__PROBLEM TO SOLVE__:
Convert the stretch from the line containing "Where can the paved" through the line containing "<point>399,323</point>" below into a numbered list, including only those lines and leaving out any blank ones.

Object location annotation data:
* start *

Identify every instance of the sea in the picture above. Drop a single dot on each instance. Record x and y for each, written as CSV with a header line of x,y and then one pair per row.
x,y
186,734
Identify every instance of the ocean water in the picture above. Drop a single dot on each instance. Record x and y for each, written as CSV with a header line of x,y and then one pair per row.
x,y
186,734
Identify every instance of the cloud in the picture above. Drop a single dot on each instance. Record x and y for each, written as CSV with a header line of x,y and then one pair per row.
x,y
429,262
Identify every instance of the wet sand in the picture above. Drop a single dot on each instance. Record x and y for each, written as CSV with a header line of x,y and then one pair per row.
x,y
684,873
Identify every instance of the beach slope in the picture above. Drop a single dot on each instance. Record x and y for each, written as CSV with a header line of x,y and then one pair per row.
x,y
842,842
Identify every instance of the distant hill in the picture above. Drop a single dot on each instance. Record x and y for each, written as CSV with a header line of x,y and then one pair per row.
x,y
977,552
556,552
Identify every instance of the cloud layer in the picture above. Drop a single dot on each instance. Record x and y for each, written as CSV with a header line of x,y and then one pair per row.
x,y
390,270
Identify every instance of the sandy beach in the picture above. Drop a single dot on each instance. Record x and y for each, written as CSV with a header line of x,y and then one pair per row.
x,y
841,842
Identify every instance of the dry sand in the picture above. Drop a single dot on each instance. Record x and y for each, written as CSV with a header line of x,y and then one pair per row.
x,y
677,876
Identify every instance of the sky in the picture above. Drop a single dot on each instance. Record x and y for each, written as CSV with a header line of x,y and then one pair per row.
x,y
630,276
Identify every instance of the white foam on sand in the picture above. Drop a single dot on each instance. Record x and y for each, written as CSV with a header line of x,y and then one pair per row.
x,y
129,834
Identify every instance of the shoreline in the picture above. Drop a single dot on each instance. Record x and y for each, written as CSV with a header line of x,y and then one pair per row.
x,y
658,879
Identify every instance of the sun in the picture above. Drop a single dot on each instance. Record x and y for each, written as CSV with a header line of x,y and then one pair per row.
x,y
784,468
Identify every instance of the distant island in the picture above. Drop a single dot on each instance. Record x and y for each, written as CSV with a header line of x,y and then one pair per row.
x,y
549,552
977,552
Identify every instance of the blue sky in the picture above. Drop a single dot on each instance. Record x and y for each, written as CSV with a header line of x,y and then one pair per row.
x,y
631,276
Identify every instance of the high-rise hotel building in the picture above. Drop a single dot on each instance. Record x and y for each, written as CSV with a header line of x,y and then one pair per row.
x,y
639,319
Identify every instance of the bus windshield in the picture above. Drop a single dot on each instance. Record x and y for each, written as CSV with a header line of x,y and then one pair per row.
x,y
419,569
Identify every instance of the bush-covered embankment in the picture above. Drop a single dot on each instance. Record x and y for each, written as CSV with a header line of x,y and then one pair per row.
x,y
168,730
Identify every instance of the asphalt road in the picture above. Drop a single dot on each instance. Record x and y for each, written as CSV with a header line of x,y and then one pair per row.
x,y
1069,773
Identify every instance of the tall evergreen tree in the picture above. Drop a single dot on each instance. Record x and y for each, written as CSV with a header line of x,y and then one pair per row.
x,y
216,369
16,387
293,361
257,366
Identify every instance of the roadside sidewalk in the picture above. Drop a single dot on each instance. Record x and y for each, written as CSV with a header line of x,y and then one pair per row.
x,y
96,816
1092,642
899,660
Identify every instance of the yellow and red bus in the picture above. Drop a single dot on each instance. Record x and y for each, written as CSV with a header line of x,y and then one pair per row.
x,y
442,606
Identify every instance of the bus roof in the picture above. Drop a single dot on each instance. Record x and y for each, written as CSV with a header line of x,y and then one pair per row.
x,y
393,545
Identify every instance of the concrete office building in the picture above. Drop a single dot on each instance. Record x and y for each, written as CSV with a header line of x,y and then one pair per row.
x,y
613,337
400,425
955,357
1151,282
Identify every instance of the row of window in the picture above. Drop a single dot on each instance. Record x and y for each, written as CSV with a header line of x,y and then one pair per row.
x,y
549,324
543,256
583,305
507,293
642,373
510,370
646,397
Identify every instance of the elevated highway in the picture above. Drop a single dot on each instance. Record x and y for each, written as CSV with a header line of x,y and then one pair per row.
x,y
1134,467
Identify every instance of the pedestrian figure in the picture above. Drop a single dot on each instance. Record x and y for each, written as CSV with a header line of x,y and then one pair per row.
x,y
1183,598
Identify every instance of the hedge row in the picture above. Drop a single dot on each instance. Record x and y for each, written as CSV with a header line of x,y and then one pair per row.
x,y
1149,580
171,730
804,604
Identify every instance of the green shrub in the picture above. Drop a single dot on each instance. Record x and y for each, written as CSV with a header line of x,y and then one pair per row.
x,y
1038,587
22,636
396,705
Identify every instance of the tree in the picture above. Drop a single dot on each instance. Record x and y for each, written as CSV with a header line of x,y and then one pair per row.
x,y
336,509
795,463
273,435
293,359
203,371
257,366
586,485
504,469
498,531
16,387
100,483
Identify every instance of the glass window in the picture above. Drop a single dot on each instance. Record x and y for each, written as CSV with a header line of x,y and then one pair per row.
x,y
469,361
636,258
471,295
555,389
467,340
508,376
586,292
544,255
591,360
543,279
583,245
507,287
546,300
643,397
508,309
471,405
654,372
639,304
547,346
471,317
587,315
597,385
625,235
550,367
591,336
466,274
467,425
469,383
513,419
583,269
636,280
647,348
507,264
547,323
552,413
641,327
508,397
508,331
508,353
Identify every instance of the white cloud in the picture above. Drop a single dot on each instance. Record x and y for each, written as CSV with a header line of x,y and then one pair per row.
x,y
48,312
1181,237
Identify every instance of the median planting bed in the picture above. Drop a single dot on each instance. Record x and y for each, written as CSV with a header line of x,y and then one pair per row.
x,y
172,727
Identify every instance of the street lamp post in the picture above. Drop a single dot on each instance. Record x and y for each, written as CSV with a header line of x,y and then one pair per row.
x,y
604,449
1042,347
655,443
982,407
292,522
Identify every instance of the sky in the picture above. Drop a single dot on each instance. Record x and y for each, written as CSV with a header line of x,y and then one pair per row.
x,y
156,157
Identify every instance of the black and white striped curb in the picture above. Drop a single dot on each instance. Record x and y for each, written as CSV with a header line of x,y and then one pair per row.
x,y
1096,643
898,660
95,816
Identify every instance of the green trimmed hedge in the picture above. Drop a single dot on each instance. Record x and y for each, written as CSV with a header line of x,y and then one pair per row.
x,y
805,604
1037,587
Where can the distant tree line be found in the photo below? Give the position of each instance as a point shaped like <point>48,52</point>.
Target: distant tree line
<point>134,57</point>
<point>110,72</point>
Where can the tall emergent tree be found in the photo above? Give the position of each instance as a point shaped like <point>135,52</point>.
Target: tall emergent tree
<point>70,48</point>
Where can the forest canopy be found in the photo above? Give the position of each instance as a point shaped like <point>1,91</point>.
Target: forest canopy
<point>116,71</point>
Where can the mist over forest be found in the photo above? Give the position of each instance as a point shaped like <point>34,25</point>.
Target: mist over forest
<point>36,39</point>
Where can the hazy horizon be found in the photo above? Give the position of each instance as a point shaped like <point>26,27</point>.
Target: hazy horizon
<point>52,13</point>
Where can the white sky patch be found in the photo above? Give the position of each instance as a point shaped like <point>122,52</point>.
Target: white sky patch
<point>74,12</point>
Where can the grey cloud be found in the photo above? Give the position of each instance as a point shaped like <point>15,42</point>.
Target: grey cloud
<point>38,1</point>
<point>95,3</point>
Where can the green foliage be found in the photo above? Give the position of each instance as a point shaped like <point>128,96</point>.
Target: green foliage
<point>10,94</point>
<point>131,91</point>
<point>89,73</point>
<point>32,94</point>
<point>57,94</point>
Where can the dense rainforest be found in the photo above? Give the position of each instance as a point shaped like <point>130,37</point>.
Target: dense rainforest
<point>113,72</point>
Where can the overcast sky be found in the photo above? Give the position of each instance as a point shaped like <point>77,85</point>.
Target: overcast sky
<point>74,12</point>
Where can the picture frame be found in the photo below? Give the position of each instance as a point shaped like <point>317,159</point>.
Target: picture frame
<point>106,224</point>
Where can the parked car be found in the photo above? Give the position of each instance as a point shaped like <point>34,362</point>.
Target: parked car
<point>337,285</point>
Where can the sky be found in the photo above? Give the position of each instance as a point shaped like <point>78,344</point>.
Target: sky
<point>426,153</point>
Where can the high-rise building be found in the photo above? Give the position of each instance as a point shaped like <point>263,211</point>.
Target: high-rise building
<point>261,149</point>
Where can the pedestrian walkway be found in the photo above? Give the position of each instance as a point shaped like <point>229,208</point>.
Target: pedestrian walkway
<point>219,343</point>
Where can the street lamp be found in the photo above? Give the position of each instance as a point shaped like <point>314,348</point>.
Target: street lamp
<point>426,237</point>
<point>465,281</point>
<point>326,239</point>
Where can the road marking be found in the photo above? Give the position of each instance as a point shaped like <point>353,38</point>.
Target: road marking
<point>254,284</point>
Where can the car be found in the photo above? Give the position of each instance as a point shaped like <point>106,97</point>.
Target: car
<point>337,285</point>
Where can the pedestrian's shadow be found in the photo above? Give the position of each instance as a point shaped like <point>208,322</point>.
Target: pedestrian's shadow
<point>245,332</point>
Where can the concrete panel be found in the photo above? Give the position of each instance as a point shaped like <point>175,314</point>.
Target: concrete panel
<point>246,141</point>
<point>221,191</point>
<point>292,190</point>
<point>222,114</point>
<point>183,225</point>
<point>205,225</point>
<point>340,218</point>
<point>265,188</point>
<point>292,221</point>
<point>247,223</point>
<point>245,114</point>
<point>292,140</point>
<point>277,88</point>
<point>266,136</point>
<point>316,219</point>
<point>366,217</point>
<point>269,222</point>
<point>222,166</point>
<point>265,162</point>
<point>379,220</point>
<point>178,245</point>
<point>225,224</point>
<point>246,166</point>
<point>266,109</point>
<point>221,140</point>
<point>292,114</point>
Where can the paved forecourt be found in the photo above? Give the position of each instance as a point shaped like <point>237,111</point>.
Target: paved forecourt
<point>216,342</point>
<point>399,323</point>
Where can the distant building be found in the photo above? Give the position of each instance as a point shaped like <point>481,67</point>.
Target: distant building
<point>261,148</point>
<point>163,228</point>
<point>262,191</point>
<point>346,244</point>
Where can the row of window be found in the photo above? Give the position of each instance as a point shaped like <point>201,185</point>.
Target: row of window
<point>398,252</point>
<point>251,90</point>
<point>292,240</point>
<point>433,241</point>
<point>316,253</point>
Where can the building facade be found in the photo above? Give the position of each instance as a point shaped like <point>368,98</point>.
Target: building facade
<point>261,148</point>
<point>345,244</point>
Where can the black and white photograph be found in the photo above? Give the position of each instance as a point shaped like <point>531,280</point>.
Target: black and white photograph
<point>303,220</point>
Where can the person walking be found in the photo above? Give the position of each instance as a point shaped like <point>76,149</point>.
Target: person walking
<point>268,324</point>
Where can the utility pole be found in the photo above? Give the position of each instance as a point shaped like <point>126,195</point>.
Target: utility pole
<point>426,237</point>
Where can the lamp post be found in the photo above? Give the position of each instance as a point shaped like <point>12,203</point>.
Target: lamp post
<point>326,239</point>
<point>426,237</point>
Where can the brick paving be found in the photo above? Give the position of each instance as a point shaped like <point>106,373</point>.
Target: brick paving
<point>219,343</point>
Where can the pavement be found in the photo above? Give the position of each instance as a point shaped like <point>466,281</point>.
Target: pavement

* end *

__RIGHT ANSWER__:
1. Where can the paved forecourt be found in the photo above? Give the position of each instance as a point shaped like <point>237,111</point>.
2. Target: paved forecourt
3. <point>216,342</point>
4. <point>399,323</point>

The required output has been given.